• [O que se pede]
1/ Reproduza, sem alterações, o trecho da crônica sobre a menina indígena que começa nas palavras que contêm "Observo-a adquirindo contornos" e termina em "e outra ali.".
2/ Diga se cada afirmação abaixo está de acordo com a crônica sobre a menina indígena, respondendo sim ou não e citando literalmente as palavras da crônica que decidem a questão. (a) A menina tinha quase quatro anos quando foi notada por quem narra. (b) O pai da menina mudou-se para uma cidade distante. (c) A menina sofreu preconceito apenas na escola.

• [Texto de leitura]
++++++++++++++++++++

PAZ - Blogue luso-brasileiro
Quinta-feira, 23 de Maio de 2013
MARIA CRISTINA CASTILHO DE ANDRADE - CANÇÂO DE ALMA INDÍGENA

 

 

 

 

 

 

 

Observo-a adquirindo contornos e emoções de menina-moça. Vem-me a  impressão que tive ao notá-la na graciosidade dos seus quase quatro anos. O olhar dela, silente e profundo, me perscrutava. Desejava decifrar quem seria a estranha que conversava com os que lhe eram próximos. Naquela época, embora se envolvesse com folhas em branco, lápis de cor e bonecas, sabia também de dores, como as da oscilação da mãe entre presenças e ausências e as de ter pouso uma hora aqui e outra ali.

 

Encantam-me a firmeza de seus passos e a doçura de seus sussurros, que trazem, para protegê-la, a alma da aldeia de seus ancestrais. Menina indígena, decidida, no compasso da “Canção do Tamoio” de Gonçalves Dias: “Um dia vivemos!/ O homem que é forte/ Não teme a morte;/ Só teme fugir...”

 

Quantas fugas ela já presenciou. A mãe imaginava que o pai dessa filha se transformaria em um porto seguro para seus naufrágios. Mas como a noite se agigantava  nos seus atalhos e o farol dos nevoeiros estava apagado, para superar as convulsões do oco e dos desencontros, partilhou a droga e a elegeu, em seus desvarios, como ancoradouro. A menina passou a entender que a mãe, sem rumo certo, aspirava algo que trazia afastamento. Quando a queria, ela não se achava. Ao se aproximar, nos momentos de lucidez, a pequena compreendia que era apenas por instantes. Tempos depois, o irmão mais velho, na impossibilidade de voltar ao útero materno, cujo desejo sinalizava ao ficar, em qualquer canto, de cócoras e encolhido, retirou-se de sua realidade através da fumaça. Em seguida, o irmão mais novo, que tentou se considerar homem feito pelo uso de entorpecentes e pelo exercício do poder que cobra com sangue. Há meses, os três – a mãe e os meninos - se encontram em caminho de fortalecimento para reaver a liberdade de ser, com suas dores e tragédias, com suas conquistas e vitórias.

 

Quantos temores assustaram a menina. O de que o pai, ao se mudar para cidade distante, a esquecesse. Da morte da mãe pelas dívidas. De que os embaraços dos irmãos fizessem ruir por completo a família.

 

Quantas amarguras estrangularam os seus sentimentos frágeis e que ela não conseguia mais tratar com desenhos coloridos e bonecas, ao enfrentar, na rua e na escola, por parte de gente miúda como ela, preconceito pela visibilidade da mãe nas entranhas do submundo.

 

Não se entregou e, em momento algum, aderiu às complicações do  entorno. Habita nela a “Canção do Tamoio”: “O forte, o cobarde/ Seus feitos inveja/ De o ver na peleja/ Garboso e feroz. (...) Sê bravo, sê forte!/ (...) Meus brios reveste;/ Tamoio nasceste,/ Valente serás./ Sê duro guerreiro”.

++++++++++++++++++++

Entradas extraídas de uma coleção:
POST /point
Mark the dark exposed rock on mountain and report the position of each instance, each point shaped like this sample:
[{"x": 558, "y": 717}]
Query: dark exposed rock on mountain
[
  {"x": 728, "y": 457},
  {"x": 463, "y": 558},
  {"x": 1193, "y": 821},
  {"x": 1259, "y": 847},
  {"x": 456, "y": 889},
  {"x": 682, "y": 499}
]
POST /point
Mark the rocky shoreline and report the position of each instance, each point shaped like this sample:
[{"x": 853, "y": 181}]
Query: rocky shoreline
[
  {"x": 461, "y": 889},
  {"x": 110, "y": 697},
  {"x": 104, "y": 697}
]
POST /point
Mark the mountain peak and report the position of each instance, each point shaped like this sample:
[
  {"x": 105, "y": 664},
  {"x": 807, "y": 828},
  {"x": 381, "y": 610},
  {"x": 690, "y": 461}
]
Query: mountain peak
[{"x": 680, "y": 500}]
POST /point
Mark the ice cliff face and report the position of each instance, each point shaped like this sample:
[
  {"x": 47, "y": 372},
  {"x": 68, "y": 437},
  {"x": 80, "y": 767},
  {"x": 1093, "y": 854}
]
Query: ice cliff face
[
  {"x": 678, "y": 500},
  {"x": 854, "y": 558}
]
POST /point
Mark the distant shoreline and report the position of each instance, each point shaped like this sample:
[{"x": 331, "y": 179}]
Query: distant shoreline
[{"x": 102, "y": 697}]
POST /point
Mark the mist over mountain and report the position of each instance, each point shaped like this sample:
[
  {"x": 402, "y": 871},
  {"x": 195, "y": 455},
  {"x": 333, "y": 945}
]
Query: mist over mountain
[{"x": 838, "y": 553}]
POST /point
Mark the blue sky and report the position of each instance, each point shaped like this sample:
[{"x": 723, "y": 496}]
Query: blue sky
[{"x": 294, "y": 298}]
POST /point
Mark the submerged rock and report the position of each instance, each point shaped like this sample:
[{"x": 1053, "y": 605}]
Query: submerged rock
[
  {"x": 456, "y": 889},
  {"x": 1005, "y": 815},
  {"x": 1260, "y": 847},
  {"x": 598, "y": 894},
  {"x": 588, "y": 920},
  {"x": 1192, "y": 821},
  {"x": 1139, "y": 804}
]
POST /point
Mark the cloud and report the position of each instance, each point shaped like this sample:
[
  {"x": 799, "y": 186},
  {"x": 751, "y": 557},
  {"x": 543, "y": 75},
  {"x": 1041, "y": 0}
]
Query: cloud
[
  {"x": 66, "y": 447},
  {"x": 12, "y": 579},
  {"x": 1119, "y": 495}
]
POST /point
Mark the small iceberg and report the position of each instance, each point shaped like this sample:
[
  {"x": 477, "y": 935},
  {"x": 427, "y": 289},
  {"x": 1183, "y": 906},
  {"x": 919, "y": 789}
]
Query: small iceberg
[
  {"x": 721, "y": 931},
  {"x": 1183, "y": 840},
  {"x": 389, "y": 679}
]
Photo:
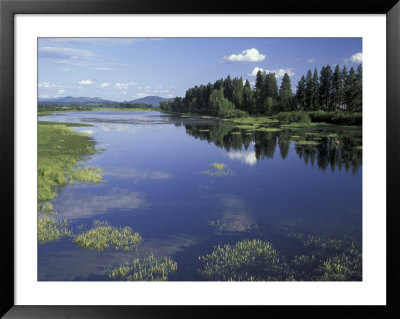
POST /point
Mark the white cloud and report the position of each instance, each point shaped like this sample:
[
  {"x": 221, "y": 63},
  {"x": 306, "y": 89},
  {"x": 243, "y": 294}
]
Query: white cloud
[
  {"x": 86, "y": 82},
  {"x": 46, "y": 85},
  {"x": 356, "y": 58},
  {"x": 247, "y": 157},
  {"x": 249, "y": 55},
  {"x": 255, "y": 70},
  {"x": 65, "y": 53},
  {"x": 140, "y": 95},
  {"x": 121, "y": 86},
  {"x": 278, "y": 72},
  {"x": 103, "y": 69}
]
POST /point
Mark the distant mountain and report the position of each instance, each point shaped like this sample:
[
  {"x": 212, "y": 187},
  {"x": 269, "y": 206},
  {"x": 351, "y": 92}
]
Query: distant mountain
[
  {"x": 76, "y": 100},
  {"x": 154, "y": 101}
]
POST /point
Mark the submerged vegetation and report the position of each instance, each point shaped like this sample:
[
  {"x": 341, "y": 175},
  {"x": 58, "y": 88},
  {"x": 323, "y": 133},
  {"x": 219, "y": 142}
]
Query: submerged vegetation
[
  {"x": 247, "y": 260},
  {"x": 59, "y": 152},
  {"x": 148, "y": 269},
  {"x": 103, "y": 236},
  {"x": 220, "y": 169},
  {"x": 49, "y": 229}
]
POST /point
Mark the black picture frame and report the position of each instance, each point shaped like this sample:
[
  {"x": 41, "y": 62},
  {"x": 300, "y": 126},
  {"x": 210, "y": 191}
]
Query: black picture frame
[{"x": 8, "y": 8}]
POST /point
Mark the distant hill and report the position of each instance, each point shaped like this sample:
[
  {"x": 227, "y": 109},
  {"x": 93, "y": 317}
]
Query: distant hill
[
  {"x": 154, "y": 101},
  {"x": 76, "y": 100}
]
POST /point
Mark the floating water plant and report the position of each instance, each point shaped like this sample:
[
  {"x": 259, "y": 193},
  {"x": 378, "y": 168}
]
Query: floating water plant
[
  {"x": 247, "y": 260},
  {"x": 307, "y": 142},
  {"x": 268, "y": 129},
  {"x": 148, "y": 269},
  {"x": 50, "y": 230},
  {"x": 236, "y": 226},
  {"x": 219, "y": 166},
  {"x": 343, "y": 267},
  {"x": 86, "y": 174},
  {"x": 59, "y": 151},
  {"x": 103, "y": 236},
  {"x": 220, "y": 169}
]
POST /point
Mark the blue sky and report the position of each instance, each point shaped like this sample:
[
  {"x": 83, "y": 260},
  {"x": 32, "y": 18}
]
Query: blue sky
[{"x": 123, "y": 69}]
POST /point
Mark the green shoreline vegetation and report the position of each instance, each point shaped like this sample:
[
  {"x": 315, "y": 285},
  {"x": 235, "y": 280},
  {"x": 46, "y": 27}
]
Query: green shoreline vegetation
[
  {"x": 60, "y": 152},
  {"x": 103, "y": 236}
]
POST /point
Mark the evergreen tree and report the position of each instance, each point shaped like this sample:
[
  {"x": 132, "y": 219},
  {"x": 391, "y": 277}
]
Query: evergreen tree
[
  {"x": 260, "y": 95},
  {"x": 315, "y": 91},
  {"x": 286, "y": 94},
  {"x": 309, "y": 93},
  {"x": 237, "y": 94},
  {"x": 248, "y": 99},
  {"x": 301, "y": 92},
  {"x": 358, "y": 90},
  {"x": 337, "y": 93},
  {"x": 325, "y": 87},
  {"x": 350, "y": 88}
]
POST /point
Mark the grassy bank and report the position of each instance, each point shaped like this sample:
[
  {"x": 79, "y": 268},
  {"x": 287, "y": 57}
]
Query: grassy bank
[
  {"x": 59, "y": 152},
  {"x": 47, "y": 111}
]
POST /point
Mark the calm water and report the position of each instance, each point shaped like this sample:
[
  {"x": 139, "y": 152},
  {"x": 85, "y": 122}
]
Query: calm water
[{"x": 158, "y": 180}]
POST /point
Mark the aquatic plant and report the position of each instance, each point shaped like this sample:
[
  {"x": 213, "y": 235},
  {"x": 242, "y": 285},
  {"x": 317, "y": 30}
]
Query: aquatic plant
[
  {"x": 50, "y": 230},
  {"x": 86, "y": 174},
  {"x": 236, "y": 226},
  {"x": 59, "y": 151},
  {"x": 343, "y": 267},
  {"x": 329, "y": 259},
  {"x": 268, "y": 129},
  {"x": 148, "y": 269},
  {"x": 220, "y": 169},
  {"x": 307, "y": 142},
  {"x": 103, "y": 236},
  {"x": 246, "y": 260},
  {"x": 218, "y": 166}
]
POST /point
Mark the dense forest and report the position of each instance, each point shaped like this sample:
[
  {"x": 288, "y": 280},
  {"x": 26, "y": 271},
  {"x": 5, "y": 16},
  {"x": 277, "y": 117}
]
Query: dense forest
[{"x": 327, "y": 90}]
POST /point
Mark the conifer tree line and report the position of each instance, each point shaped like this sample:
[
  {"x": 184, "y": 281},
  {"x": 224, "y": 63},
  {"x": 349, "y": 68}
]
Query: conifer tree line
[{"x": 326, "y": 90}]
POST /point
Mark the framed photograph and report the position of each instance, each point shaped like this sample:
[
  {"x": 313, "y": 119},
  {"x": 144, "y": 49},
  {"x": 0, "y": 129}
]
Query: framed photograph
[{"x": 184, "y": 158}]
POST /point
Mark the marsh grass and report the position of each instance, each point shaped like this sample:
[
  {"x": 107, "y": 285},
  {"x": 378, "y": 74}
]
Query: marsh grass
[
  {"x": 103, "y": 236},
  {"x": 148, "y": 269},
  {"x": 247, "y": 260},
  {"x": 222, "y": 226},
  {"x": 50, "y": 230},
  {"x": 307, "y": 142},
  {"x": 220, "y": 169},
  {"x": 330, "y": 259},
  {"x": 219, "y": 166},
  {"x": 59, "y": 152}
]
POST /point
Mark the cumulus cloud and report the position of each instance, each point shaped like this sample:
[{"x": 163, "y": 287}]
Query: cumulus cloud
[
  {"x": 86, "y": 82},
  {"x": 247, "y": 157},
  {"x": 65, "y": 53},
  {"x": 356, "y": 58},
  {"x": 46, "y": 85},
  {"x": 249, "y": 55},
  {"x": 103, "y": 69},
  {"x": 278, "y": 72},
  {"x": 140, "y": 95},
  {"x": 121, "y": 86}
]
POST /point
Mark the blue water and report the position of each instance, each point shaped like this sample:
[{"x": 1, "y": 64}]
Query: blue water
[{"x": 155, "y": 181}]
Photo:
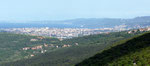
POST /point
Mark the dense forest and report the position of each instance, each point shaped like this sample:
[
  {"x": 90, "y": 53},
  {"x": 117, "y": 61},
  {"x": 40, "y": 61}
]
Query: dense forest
[
  {"x": 129, "y": 52},
  {"x": 81, "y": 48}
]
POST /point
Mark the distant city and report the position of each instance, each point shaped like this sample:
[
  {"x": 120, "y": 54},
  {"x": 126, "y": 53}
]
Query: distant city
[{"x": 63, "y": 33}]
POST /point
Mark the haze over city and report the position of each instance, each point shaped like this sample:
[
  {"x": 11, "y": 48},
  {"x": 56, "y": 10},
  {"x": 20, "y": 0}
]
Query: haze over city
[{"x": 36, "y": 10}]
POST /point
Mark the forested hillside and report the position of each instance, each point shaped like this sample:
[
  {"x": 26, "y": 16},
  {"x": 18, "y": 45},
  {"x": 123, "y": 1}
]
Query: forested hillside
[
  {"x": 131, "y": 52},
  {"x": 15, "y": 46},
  {"x": 81, "y": 48}
]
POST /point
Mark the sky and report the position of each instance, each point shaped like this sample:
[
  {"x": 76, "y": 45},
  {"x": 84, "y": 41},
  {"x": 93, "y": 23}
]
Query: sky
[{"x": 34, "y": 10}]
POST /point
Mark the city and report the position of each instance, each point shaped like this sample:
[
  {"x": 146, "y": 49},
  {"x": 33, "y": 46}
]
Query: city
[{"x": 63, "y": 33}]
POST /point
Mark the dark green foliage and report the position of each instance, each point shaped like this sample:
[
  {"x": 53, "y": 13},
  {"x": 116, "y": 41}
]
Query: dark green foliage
[
  {"x": 129, "y": 52},
  {"x": 11, "y": 45},
  {"x": 88, "y": 46}
]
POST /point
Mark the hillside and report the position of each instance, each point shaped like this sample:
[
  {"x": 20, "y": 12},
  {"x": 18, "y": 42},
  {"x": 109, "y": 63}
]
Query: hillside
[
  {"x": 15, "y": 46},
  {"x": 69, "y": 56},
  {"x": 131, "y": 52}
]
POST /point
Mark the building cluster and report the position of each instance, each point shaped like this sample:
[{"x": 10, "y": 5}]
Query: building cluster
[
  {"x": 141, "y": 30},
  {"x": 59, "y": 32}
]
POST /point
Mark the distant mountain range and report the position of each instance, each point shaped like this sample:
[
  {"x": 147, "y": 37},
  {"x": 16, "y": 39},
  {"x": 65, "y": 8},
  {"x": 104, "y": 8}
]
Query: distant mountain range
[{"x": 138, "y": 22}]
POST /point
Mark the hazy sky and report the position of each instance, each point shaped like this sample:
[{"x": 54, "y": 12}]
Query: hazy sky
[{"x": 70, "y": 9}]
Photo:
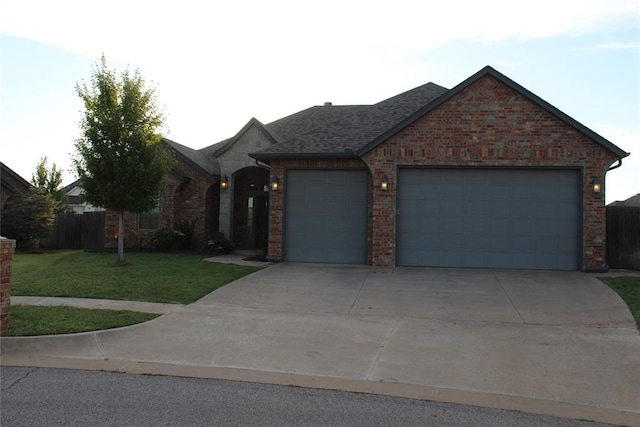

++++++++++++++++++++

• [Resultados em ordem]
1/
Observo-a adquirindo contornos e emoções de menina-moça. Vem-me a  impressão que tive ao notá-la na graciosidade dos seus quase quatro anos. O olhar dela, silente e profundo, me perscrutava. Desejava decifrar quem seria a estranha que conversava com os que lhe eram próximos. Naquela época, embora se envolvesse com folhas em branco, lápis de cor e bonecas, sabia também de dores, como as da oscilação da mãe entre presenças e ausências e as de ter pouso uma hora aqui e outra ali.

2/
(a) Sim: "ao notá-la na graciosidade dos seus quase quatro anos".
(b) Sim: "o pai, ao se mudar para cidade distante".
(c) Não: "ao enfrentar, na rua e na escola, por parte de gente miúda como ela, preconceito".